### Document segment

>> Begin

When it comes to reducing features list, the "elbow method" is mentioned.
I've understood the principle but my question is : how do you define where is the elbow ? Is it based on the feature impact value ? On its difference between two features ?
Thank you for your help !
Solved! Go to Solution.
You can download the Feature impact table as a ".csv" file and make an analysis on what features to keep for the reduced feature list.
The elbow method is designed to make decisions on the balance between the complexity and quality of models, but feature reduction doesn't always follow the elbow method assumption - "more complexity means better model fit", usually it is the opposite - at some point more features makes model performance worse, but it is hard to figure out before retraining model on reduced features.
Also please check our article about the FIRE technique
Thank you for your reply @IraWatt !
I get a better understanding of the concept.
In DataRobot context, how do you read from "Feature Impact" the 95% accumulated impact ?

>> End

### Material
>> Begin

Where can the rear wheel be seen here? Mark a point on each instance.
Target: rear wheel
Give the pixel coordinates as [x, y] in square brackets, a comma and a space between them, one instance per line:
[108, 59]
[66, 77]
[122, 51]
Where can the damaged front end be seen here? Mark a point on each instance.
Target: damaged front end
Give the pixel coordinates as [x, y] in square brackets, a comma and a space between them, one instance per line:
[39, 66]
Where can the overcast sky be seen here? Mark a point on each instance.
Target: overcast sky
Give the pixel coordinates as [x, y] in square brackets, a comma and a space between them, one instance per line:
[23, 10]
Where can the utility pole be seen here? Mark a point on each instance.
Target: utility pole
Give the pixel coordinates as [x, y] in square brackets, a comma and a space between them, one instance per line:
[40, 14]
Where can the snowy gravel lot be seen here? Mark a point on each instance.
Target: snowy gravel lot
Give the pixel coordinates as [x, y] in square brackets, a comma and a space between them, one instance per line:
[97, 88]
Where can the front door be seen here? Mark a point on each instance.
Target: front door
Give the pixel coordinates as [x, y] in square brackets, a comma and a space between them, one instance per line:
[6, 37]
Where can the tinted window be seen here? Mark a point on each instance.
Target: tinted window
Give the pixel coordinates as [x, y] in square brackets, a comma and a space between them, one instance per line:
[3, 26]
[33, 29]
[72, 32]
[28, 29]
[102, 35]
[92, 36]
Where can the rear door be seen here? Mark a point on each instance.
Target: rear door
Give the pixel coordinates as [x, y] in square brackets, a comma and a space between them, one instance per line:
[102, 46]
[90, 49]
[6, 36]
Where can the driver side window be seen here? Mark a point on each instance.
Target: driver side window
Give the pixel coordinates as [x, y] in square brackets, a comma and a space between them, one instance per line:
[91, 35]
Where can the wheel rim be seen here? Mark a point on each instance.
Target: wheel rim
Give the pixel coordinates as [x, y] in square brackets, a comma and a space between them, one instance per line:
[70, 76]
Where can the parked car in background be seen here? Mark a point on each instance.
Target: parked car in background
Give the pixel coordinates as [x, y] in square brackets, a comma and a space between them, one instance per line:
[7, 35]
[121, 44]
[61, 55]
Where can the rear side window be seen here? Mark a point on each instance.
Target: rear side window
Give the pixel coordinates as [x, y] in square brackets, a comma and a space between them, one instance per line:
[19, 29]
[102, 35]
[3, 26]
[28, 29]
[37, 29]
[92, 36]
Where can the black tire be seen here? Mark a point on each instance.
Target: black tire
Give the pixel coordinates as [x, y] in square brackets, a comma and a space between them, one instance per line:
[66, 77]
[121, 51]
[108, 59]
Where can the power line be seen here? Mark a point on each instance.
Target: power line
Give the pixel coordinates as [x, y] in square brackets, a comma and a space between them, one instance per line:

>> End
>> Begin

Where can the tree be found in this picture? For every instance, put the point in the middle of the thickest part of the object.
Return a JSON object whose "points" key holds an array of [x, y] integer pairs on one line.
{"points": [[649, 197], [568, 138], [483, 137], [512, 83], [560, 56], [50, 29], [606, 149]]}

>> End
>> Begin

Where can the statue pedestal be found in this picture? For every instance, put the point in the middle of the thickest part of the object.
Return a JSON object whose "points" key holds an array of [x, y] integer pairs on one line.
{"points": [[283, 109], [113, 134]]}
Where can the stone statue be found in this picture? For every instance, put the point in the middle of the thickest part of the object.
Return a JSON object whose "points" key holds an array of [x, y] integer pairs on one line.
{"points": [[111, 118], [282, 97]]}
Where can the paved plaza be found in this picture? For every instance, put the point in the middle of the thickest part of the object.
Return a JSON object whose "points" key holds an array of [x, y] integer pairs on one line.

>> End

### Problem to solve
According to the forum thread on the elbow method, in what file format can the Feature impact table be downloaded?

### Result of this task
As a ".csv" file.